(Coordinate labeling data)
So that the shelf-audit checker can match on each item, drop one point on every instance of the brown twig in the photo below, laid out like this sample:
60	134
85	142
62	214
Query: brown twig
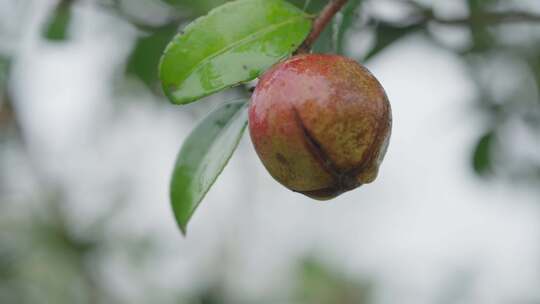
326	15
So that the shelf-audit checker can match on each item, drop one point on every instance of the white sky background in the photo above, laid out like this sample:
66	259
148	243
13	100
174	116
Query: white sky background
425	224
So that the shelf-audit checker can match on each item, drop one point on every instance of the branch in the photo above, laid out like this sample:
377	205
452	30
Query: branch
326	15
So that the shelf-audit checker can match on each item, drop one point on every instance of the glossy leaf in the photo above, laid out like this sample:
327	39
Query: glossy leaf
482	158
234	43
203	156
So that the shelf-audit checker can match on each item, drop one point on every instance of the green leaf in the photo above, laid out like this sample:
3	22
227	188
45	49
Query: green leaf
482	157
234	43
347	20
58	24
203	156
198	7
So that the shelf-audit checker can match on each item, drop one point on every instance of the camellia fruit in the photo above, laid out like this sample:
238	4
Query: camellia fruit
320	124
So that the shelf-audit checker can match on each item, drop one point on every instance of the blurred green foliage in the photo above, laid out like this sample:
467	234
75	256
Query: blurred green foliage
45	259
57	28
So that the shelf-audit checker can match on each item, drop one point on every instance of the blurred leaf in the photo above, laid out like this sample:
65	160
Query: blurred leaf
203	156
57	27
322	285
233	44
348	16
311	7
482	38
196	8
386	34
145	56
482	156
326	43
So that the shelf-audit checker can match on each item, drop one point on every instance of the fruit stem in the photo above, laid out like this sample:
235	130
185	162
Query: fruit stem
325	16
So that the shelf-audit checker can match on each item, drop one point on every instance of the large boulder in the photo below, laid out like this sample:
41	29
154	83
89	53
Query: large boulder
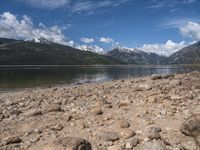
191	126
66	143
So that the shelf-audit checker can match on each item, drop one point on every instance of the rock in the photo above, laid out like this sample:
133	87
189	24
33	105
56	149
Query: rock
123	124
57	127
124	103
152	145
97	111
175	83
115	147
143	87
167	76
153	133
126	133
133	142
156	76
13	139
68	143
52	108
191	127
15	111
33	113
109	136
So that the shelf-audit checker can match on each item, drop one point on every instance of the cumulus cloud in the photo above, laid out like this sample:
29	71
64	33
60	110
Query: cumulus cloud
78	6
89	5
106	40
12	27
87	40
192	30
91	48
50	4
169	3
165	49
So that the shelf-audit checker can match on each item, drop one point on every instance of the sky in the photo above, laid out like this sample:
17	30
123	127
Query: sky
160	26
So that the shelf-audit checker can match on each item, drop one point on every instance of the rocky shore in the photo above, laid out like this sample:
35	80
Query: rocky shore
151	113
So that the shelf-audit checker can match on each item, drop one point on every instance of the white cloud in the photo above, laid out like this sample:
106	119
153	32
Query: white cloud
192	30
106	40
168	3
91	48
90	5
51	4
87	40
12	27
78	6
165	49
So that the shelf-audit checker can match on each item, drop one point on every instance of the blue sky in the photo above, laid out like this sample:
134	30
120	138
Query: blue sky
162	26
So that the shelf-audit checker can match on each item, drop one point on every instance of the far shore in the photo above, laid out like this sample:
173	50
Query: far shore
114	115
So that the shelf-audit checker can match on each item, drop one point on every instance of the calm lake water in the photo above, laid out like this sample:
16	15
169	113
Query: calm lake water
25	77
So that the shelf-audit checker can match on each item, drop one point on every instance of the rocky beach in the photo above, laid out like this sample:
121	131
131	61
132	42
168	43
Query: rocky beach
159	112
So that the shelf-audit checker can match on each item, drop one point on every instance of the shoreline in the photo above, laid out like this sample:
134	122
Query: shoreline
110	115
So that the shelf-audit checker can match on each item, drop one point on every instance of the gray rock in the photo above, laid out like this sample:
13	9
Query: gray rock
68	143
123	124
153	133
115	147
52	108
13	139
156	77
191	127
109	136
126	133
133	142
152	145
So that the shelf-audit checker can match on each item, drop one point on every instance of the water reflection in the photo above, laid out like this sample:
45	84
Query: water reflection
24	77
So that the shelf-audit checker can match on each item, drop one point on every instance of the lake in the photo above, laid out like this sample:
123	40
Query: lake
39	76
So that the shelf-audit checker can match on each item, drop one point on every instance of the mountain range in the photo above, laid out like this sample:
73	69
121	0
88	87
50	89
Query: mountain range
44	52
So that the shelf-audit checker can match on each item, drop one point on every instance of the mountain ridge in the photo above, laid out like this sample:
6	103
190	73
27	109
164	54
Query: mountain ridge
45	52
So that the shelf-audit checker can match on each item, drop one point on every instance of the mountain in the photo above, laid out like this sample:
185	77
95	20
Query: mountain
44	52
187	55
94	49
135	56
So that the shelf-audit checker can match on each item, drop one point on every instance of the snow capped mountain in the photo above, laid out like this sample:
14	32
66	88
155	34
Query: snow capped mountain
128	50
94	49
135	56
40	40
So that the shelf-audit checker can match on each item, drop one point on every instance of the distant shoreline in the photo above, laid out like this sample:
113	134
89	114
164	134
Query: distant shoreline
10	66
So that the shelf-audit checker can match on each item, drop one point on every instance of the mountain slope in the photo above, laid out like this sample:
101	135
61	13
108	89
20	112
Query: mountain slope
16	52
135	56
187	55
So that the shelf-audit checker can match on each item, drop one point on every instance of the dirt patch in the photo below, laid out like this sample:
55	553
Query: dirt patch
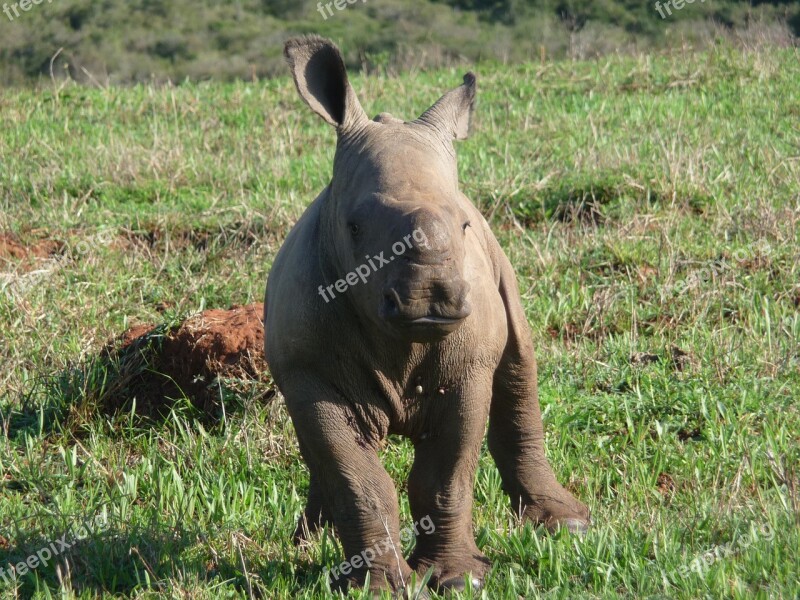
13	250
204	358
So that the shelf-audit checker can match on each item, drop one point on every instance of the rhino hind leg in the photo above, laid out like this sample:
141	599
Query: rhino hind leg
315	516
348	485
516	442
440	493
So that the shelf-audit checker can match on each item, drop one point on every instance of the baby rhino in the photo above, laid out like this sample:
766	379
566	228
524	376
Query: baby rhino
391	309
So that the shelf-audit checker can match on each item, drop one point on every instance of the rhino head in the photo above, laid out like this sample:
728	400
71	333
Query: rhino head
393	230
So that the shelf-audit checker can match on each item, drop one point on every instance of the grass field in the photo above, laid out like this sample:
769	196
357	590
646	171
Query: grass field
651	207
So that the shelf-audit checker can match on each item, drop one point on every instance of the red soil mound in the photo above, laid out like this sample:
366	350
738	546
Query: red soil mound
209	353
12	249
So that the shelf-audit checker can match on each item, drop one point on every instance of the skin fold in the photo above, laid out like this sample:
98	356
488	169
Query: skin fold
428	344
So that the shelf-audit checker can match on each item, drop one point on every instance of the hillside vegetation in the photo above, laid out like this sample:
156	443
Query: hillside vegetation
121	41
650	207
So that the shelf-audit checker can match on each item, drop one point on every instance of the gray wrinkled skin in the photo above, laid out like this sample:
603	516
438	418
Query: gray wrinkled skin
433	344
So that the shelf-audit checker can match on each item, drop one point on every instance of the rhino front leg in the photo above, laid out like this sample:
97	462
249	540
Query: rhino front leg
440	491
315	516
349	481
516	436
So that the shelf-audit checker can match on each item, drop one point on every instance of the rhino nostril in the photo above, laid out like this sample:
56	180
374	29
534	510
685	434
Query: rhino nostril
391	303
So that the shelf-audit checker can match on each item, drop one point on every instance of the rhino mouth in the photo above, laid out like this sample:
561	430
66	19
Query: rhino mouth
418	321
434	320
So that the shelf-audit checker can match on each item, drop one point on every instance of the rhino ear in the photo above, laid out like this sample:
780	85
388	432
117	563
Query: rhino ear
452	114
321	79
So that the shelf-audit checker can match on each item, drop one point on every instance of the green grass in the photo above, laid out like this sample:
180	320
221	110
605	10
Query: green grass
651	208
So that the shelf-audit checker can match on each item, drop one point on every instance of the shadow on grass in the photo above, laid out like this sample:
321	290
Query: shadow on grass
100	558
203	367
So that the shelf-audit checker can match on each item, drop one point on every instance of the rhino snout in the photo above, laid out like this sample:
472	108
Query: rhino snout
437	308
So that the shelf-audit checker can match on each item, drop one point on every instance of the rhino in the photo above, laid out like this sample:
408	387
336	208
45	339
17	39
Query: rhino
392	309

> **Stated exercise**: Output the line containing "the green grass" and all lines after it to the end of the records, exactly as given.

> **Reply**:
So that the shelf-audit checker can match on each item, drop one point on every instance of the green grass in the photo above, laid out like this sample:
180	320
221	110
605	10
Query: green grass
651	208
So that the shelf-audit checker can match on each item, drop one point on every instance of the shadow on grass in the photo above, laid out like this sample:
321	290
Query: shadow on grass
100	558
203	367
So that the shelf-audit checker can match on each item, drop one point on every instance of the rhino snout in the photo above, laid out like this sample:
472	108
Query: rhino snout
437	308
So that the shelf-audit checker can match on each item, drop one point on every instance of the rhino in the photo above, laid out like this sample:
408	387
336	208
45	339
17	39
Query: rhino
392	309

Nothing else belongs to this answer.